### LISTE DES TÂCHES
**A.** Selon le texte fourni, quelle maison d'édition a publié le recueil Erotica ?
**B.** Recopiez le passage du texte fourni compris entre « Michel Perdrial . » et « auprès de moi. », bornes incluses.

Michel Perdrial . Textes en revues

Michel Perdrial




Loïc Boyer
On trouvera ici de mes textes courts publiés depuis mil neuf cent quatre-vingt-quinze dans des revues littéraires en France (Supérieur Inconnu, Supplément d’Ame, Nouvelle Donne, Le Bord de l’Eau, Pris de Peur, l’Art du Bref, Sol’Air, Gros Textes, Salmigondis, Verso, Décharge, Bulle, Filigranes, Diérèse, Martobre, Comme ça et Autrement, (Cahier d’) Ecritures, La Nef des Fous), en Belgique (Traversées, Ecrits Vains, L’Arbre à Plumes, Inédit Nouveau, Bleu d’Encre), au Canada (Les Saisons Littéraires) et en Italie (Les Cahiers du Ru).

Les courageuses Editions du Chardon ont publié en mil neuf cent quatre-vingt-dix-neuf Erotica, un recueil de vingt-huit de ces textes, illustré par Isabelle Pio et Antoine Lopez et préfacé par Sarane Alexandrian, toujours disponible auprès de moi.

### EXTRAITS DES LIGNES
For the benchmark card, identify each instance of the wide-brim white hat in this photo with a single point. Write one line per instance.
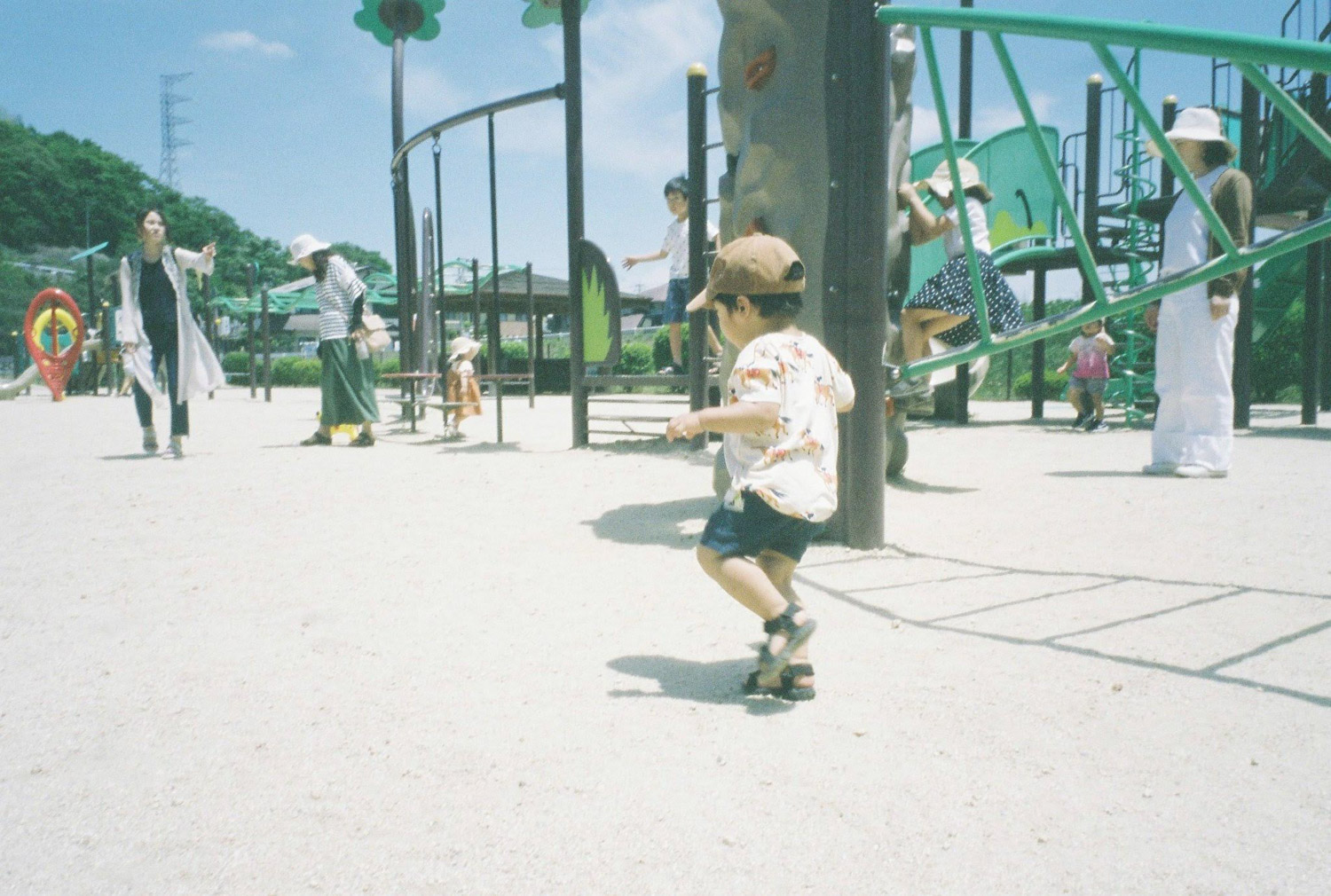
(1195, 122)
(940, 183)
(305, 245)
(462, 346)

### RÉPONSES RÉDIGÉES
**A.** Les Editions du Chardon.

**B.**
Michel Perdrial . Textes en revues

Michel Perdrial




Loïc Boyer
On trouvera ici de mes textes courts publiés depuis mil neuf cent quatre-vingt-quinze dans des revues littéraires en France (Supérieur Inconnu, Supplément d’Ame, Nouvelle Donne, Le Bord de l’Eau, Pris de Peur, l’Art du Bref, Sol’Air, Gros Textes, Salmigondis, Verso, Décharge, Bulle, Filigranes, Diérèse, Martobre, Comme ça et Autrement, (Cahier d’) Ecritures, La Nef des Fous), en Belgique (Traversées, Ecrits Vains, L’Arbre à Plumes, Inédit Nouveau, Bleu d’Encre), au Canada (Les Saisons Littéraires) et en Italie (Les Cahiers du Ru).

Les courageuses Editions du Chardon ont publié en mil neuf cent quatre-vingt-dix-neuf Erotica, un recueil de vingt-huit de ces textes, illustré par Isabelle Pio et Antoine Lopez et préfacé par Sarane Alexandrian, toujours disponible auprès de moi.